-- WRITTEN TASKS --
#1 In the passage on plastic taggants, what size range do the taggant particles typically span?
#2 Retype the passage on plastic taggants from "Taggants, originally developed" up to and including "brand protection strategies.".
#3 Extend the passage on plastic taggants, beginning after its final sentence.

++++ DOCUMENT PASSAGE

Taggants, originally developed by 3M, can be added into molded plastic components and finished goods. Taggants do not change the color appearance of the plastic and can be used in any color, including transparent plastic. A taggant is one of the strongest protective measures, as few materials can be used within products without changing material properties and functions. Multiple taggant types are available to deploy and enforce strong and viable brand protection strategies.

One of the most significant recent advancements is product authentication using smartphones. Taggants, microtaggants and nanotaggants are uniquely encoded for each customer or product. Particles are microscopic, typically ranging in size from 20 microns to 1,200 microns. Each particle is uniquely encoded, essentially serving as a virtual fingerprint. In its most basic form, the taggant is a unique numeric code sequence in a multicolored layer format. In more complex form, it provides multiple layers of security through incorporation of several nanotaggant technologies in a single microscopic particle. Verification and detection are done with a variety of inexpensive handheld readers and scanners, including smartphones. The taggants are available in dry particle form for compounding or as a finished masterbatch. The taggants can be used in a variety of plastic resins and colors with no change in processing conditions.

Conclusion

Counterfeiting threatens the global economy and public health through the production of inferior products that circumvent consumer protection regulatory channels. In response to this threat, new state-of-the-art covert technology – whereby submicron microstructures, image/logo/text codes, are permanently etched into polymers – offers innovative security options. A layered approach that combines anti-counterfeit technologies – overt, covert and forensic (taggants) – works best. This is ideally suited for captive and custom plastics manufacturers that presently conduct value-added decorating and finishing operations, or plan to.

++++++++
++++ MATERIAL PROVIDED

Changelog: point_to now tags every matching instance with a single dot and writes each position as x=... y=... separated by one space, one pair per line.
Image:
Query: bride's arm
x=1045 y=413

++++++++

-- SOLVED TASKS --
#1 From 20 microns to 1,200 microns.

#2
Taggants, originally developed by 3M, can be added into molded plastic components and finished goods. Taggants do not change the color appearance of the plastic and can be used in any color, including transparent plastic. A taggant is one of the strongest protective measures, as few materials can be used within products without changing material properties and functions. Multiple taggant types are available to deploy and enforce strong and viable brand protection strategies.

#3
This article presents anti-counterfeiting methods. Note that the comments and conclusions must be viewed as general to each group of technologies, and, inevitably, there will be exceptions with, and omission of, some more special applications. Some of these technologies are trademark brands and/or protected by international patents and may be available only from licensed suppliers, subject to fees. Alternatively, some can be applied in-house with costs on materials and processing, and most are available from specialist suppliers.

Scott R. Sabreen is founder and president of The Sabreen Group, Inc., an engineering company specializing in secondary plastics manufacturing processes – product security, laser marking, surface pretreatments, bonding, decorating and finishing. Sabreen has been pioneering technologies and solving manufacturing problems for over 30 years. He can be contacted at 972.820.6777 or by visiting www.Sabreen.com. For information regarding Snowleopard, contact The Sabreen Group.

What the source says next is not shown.